## AIM
Return only the lines starting at the line that contains "of the evergreen" and ending with the final line of the listing; include both endpoints.

[Labeled-object pointing entries]
-- START --

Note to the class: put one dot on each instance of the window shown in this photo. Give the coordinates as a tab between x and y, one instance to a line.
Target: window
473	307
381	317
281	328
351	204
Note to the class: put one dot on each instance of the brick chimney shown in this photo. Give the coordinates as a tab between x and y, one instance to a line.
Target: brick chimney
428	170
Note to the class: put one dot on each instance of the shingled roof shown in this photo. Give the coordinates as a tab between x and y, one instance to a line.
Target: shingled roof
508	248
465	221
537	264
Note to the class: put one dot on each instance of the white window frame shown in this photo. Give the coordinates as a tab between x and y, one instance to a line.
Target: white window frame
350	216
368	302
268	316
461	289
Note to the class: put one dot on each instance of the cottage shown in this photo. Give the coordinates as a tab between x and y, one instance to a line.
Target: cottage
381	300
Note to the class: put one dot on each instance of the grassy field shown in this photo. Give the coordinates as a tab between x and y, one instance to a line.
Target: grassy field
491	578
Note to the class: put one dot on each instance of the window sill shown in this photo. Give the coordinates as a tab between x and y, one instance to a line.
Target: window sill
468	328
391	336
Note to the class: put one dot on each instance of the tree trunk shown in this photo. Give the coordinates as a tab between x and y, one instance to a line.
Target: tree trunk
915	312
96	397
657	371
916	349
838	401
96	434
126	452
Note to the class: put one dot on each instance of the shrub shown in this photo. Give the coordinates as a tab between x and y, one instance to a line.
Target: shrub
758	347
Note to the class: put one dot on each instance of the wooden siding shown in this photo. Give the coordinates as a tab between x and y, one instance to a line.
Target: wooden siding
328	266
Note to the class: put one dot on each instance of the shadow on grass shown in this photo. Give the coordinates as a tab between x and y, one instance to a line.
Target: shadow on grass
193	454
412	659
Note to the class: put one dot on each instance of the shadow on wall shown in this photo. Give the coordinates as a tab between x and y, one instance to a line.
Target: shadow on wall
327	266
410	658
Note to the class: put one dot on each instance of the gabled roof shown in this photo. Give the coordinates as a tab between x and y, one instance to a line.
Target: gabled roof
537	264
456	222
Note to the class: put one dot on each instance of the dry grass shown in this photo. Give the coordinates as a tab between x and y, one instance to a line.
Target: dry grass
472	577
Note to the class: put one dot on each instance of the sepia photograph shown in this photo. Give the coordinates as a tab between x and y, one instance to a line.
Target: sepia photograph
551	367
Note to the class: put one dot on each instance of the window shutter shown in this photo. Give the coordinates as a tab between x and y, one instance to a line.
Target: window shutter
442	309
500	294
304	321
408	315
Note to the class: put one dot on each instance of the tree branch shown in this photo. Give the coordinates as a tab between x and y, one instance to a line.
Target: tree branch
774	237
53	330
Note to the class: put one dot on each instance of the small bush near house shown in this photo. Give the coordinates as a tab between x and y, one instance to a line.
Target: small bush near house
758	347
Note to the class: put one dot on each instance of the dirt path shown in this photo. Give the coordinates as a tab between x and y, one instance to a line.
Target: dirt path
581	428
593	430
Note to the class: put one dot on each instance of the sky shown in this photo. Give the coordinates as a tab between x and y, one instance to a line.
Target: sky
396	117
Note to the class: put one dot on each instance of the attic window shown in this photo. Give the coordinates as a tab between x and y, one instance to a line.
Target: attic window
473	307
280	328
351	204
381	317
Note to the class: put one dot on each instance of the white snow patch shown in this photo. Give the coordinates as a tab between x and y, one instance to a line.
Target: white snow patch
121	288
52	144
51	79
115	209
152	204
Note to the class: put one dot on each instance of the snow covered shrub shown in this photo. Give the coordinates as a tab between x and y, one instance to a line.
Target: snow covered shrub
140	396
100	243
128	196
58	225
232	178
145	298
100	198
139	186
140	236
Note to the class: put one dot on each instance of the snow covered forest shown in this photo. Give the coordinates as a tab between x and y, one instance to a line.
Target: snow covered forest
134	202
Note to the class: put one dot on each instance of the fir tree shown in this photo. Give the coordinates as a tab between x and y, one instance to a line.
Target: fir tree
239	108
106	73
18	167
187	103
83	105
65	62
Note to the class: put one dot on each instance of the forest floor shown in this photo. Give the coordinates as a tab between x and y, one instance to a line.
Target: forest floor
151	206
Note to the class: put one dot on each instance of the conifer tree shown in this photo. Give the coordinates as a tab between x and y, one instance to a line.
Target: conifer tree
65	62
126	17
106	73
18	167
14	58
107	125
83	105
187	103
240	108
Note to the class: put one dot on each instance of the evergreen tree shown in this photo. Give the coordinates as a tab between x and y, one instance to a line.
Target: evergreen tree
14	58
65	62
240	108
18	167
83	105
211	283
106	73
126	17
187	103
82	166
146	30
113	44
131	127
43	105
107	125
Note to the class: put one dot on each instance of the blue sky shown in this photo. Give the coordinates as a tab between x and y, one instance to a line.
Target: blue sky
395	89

-- END --

## ANSWER TO THIS EXERCISE
Note to the class: put one dot on each instance of the evergreen tree shown in this photo. Give the coordinates as a tab between x and y, one instance to a line.
Target: evergreen tree
14	58
65	62
240	108
18	167
83	105
211	283
106	73
126	17
187	103
82	166
146	30
113	44
131	127
43	105
107	125
Note to the class: put one dot on each instance of the blue sky shown in this photo. Give the coordinates as a tab between x and y, one instance to a line.
Target: blue sky
395	89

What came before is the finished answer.